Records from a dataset
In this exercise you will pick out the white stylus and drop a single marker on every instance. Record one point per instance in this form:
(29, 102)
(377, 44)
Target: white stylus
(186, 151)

* [Requirement] Please output each record exactly as it appears above.

* [Task answer]
In this exercise you will pick out the white stylus and drop a single marker on every instance. Record one point per instance in this form:
(29, 102)
(377, 44)
Target: white stylus
(186, 151)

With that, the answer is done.